* Quoted passage:
■ ■ ■ ■ ■

• Achromatopsia is a pleiotropic condition which make it difficult to determine one gene that is involved in the cause. Despite this, researchers have discovered that the genes CNGB3, CNGA3, GNAT2, and PDE6C are the most commonly associated genes.

  • There are currently no treatments available for patients suffering from achromatopsia. Gene therapy is being explored to determine if it can produce successful results for restoring colored vision. Clinical trials on non-human species have been performed, both with successful and partially successful results.

  • Gene therapy for achromatopsia was first introduced in dogs. Successful rod regeneration in canines have shown the possibilities of this process. Canines with complete achromatopsia displayed fully restored color vision following the subretinal injection procedure. The success of this therapy can provide information on how to administer the corrective gene (through viral vectors) as well as the efficacy of the therapy.

  • Another study was preformed using monkeys with incomplete achromatopsia. The procedure also used viral vectors with the goal of increasing light sensitive proteins (L-opsin) in the retina. Although light sensitivity was increased, colored vision was not restored completely.

■ ■ ■ ■ ■

* Dataset content:
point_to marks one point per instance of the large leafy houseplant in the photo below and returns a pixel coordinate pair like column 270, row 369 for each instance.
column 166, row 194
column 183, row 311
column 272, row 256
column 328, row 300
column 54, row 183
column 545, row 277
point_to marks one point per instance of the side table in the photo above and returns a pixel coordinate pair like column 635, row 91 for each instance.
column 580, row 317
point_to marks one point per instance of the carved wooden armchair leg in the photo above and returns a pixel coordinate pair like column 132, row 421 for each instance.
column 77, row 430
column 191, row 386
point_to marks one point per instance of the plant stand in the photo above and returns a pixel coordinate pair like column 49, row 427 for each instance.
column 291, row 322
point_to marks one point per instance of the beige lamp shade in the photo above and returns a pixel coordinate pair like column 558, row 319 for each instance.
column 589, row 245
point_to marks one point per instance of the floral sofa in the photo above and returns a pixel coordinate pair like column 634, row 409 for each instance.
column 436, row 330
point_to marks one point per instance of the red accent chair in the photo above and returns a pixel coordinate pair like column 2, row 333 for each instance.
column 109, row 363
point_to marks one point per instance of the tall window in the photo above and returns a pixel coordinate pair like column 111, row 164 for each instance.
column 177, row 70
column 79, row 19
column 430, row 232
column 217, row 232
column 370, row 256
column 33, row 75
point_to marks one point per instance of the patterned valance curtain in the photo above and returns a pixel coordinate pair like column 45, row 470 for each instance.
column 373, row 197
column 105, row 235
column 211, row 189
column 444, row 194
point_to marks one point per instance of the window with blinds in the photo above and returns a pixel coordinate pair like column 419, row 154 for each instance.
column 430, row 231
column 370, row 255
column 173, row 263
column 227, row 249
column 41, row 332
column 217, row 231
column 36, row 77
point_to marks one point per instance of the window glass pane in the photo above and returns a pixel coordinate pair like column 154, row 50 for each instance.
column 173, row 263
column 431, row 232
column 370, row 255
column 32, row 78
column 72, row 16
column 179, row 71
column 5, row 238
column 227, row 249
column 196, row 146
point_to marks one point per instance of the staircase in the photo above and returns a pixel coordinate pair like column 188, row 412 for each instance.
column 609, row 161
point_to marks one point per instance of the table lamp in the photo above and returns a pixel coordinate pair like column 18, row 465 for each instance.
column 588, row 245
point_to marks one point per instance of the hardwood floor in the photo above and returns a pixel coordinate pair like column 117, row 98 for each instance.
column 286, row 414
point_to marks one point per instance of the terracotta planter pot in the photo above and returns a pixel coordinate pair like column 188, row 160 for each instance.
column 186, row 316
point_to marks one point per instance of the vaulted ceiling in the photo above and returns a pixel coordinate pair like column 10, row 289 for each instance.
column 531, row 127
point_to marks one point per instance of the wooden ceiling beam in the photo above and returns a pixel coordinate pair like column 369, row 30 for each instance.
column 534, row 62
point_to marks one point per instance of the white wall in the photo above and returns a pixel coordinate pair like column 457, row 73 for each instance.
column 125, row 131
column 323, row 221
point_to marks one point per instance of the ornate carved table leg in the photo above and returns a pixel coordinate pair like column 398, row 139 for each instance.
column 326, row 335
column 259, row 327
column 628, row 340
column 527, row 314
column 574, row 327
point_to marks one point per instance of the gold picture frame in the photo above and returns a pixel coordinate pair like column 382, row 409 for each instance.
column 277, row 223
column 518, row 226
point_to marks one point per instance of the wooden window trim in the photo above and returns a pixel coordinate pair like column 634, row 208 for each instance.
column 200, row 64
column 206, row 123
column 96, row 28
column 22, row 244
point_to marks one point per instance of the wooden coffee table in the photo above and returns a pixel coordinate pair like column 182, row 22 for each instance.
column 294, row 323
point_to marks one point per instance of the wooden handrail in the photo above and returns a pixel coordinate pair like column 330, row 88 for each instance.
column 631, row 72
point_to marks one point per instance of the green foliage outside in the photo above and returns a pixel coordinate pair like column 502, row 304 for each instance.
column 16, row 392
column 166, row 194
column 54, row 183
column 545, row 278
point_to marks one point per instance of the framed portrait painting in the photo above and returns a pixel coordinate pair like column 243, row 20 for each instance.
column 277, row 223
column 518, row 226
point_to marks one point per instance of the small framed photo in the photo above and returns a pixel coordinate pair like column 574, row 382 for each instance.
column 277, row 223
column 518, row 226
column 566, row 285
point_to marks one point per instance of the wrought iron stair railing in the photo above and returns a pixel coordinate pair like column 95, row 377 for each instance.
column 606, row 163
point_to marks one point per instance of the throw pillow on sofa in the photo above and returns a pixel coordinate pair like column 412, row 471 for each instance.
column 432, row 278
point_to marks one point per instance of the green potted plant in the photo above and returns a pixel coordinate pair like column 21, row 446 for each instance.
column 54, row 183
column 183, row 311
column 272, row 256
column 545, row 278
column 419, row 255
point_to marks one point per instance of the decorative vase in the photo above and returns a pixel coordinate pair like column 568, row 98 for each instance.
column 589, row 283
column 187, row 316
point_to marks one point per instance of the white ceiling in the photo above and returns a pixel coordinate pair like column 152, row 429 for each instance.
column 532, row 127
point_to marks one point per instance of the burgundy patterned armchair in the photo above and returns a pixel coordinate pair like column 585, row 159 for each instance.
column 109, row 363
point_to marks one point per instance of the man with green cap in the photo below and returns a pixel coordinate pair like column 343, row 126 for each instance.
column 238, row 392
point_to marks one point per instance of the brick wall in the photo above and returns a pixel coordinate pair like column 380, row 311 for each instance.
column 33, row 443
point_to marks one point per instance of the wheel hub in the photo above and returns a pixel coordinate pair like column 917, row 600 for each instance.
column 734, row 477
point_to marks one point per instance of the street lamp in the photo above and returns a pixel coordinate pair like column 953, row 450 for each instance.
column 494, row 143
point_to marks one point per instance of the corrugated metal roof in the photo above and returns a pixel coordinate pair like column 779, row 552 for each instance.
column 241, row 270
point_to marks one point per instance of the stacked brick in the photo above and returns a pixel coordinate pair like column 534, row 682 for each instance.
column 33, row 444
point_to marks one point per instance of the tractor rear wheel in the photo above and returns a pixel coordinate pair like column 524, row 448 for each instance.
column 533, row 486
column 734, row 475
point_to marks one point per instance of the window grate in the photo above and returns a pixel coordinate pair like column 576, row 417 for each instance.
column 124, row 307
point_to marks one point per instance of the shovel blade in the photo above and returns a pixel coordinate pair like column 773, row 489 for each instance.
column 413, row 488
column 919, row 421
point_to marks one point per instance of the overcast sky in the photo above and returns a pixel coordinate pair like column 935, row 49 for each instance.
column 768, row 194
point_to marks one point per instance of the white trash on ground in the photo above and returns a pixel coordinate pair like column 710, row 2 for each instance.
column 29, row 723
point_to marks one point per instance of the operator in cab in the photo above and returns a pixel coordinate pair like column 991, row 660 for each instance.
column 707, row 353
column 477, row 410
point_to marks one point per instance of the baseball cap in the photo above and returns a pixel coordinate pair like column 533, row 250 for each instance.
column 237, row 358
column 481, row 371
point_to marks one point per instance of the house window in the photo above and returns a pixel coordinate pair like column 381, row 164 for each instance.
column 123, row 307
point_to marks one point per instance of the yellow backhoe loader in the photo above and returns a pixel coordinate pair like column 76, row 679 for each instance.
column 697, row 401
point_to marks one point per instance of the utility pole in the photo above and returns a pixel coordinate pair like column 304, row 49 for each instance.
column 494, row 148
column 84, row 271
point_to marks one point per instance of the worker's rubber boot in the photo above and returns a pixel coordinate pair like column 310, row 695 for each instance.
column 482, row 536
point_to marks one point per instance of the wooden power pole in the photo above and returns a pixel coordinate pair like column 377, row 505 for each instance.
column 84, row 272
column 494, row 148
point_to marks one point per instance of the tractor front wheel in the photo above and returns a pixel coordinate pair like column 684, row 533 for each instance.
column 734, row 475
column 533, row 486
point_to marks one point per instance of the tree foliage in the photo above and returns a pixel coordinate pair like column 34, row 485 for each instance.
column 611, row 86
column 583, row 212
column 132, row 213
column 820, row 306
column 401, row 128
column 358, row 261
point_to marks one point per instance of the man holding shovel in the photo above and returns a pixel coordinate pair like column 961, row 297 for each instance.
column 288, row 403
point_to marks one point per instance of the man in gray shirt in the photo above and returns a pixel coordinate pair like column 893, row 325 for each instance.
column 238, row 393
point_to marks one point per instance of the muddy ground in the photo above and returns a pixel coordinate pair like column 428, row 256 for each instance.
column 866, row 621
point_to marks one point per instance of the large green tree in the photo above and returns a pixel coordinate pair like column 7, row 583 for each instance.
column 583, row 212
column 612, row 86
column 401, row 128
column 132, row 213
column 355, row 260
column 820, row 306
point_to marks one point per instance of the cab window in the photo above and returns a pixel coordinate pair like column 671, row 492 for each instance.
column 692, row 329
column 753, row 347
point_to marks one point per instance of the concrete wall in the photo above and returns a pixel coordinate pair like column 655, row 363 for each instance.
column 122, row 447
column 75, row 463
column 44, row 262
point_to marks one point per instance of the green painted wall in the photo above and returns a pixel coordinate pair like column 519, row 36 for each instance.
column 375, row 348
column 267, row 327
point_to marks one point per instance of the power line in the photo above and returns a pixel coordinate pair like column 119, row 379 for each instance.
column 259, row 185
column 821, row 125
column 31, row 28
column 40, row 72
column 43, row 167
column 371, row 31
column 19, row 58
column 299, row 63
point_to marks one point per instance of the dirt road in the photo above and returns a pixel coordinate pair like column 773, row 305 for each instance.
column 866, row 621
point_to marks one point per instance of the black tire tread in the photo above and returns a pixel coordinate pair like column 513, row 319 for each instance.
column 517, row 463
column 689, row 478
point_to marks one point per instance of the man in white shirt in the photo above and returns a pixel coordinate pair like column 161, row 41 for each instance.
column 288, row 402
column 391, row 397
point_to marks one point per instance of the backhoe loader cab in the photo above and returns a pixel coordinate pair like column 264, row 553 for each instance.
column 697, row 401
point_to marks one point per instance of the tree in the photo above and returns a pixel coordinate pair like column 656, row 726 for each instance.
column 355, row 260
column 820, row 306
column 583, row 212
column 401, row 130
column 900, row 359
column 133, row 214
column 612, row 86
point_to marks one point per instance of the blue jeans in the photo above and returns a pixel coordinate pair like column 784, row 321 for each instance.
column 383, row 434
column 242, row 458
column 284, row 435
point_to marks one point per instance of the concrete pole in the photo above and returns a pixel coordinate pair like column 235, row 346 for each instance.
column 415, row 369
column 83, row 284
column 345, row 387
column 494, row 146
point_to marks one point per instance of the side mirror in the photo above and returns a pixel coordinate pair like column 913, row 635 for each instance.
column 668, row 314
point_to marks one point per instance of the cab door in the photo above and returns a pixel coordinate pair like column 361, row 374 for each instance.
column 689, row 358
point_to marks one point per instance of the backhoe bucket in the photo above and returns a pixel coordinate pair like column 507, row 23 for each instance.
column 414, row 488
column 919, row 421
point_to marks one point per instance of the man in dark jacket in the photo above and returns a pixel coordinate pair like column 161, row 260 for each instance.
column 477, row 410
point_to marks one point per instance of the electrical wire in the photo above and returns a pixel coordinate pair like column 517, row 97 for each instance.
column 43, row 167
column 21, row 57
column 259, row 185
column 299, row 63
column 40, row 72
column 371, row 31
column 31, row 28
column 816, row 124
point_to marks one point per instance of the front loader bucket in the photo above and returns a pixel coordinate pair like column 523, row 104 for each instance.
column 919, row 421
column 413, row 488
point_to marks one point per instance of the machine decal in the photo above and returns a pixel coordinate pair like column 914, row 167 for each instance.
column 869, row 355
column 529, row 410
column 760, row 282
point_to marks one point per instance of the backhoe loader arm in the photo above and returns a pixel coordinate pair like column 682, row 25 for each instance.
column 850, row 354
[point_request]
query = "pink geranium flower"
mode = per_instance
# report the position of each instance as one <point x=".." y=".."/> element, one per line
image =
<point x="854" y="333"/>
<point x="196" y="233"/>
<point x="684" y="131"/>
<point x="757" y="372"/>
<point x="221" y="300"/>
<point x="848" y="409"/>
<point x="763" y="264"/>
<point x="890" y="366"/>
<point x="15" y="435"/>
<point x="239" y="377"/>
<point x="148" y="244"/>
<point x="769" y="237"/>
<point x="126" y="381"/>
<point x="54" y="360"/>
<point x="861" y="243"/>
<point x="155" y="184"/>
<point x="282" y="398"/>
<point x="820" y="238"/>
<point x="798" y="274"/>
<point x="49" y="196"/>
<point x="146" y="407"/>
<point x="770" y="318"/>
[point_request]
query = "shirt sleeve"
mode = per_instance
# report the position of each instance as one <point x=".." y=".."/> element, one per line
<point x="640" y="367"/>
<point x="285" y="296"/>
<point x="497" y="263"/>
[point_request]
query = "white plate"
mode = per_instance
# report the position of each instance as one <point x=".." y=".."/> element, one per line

■ ■ ■ ■ ■

* What to do: Based on the achromatopsia text, state whether each statement agrees with it, answering yes or no and quoting the deciding words: (a) Treatments are currently available for patients with achromatopsia. (b) Gene therapy for achromatopsia was first introduced in dogs. (c) In the study using monkeys, colored vision was fully restored. The material is not needed for the task.

* Output of the exercise:
(a) No: "There are currently no treatments available for patients suffering from achromatopsia."
(b) Yes: "Gene therapy for achromatopsia was first introduced in dogs."
(c) No: "Although light sensitivity was increased, colored vision was not restored completely."